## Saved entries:

——————

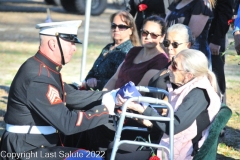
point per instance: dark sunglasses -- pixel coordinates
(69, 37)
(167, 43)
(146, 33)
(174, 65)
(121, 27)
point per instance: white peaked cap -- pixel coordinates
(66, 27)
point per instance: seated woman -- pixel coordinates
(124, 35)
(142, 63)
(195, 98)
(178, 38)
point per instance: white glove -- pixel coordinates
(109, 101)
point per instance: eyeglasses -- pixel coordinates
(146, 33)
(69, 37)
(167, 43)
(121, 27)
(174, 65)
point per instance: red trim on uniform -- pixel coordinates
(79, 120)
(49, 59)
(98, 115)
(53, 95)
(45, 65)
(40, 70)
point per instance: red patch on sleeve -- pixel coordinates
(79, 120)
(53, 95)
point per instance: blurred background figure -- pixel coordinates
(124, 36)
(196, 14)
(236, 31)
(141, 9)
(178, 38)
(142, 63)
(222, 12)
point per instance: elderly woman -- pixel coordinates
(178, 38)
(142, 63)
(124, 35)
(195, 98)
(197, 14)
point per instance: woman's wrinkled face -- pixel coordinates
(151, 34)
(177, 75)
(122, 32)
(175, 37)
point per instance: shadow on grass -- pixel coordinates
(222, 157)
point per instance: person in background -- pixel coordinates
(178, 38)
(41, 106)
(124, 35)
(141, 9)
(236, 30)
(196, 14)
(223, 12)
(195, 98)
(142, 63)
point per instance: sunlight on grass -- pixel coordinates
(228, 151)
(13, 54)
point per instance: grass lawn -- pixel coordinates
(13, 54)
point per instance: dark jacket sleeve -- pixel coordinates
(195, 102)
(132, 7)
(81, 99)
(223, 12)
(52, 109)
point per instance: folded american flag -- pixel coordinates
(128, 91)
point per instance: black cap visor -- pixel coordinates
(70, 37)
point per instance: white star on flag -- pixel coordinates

——————

## What the exercise asks:
Take the line containing "point per instance: grass" as the first line and the last line of the data above as the final one. Write out these lines and all between them exactly.

## Task solution:
point per instance: grass lawn -- pixel coordinates
(13, 54)
point per instance: dark jacket sleeve -- pixel coordinates
(195, 102)
(132, 7)
(81, 99)
(223, 12)
(52, 109)
point per instance: folded american flag -- pixel coordinates
(128, 91)
point per instance: black cap visor -- pixel coordinates
(70, 37)
point per instance: white star on flag -- pixel coordinates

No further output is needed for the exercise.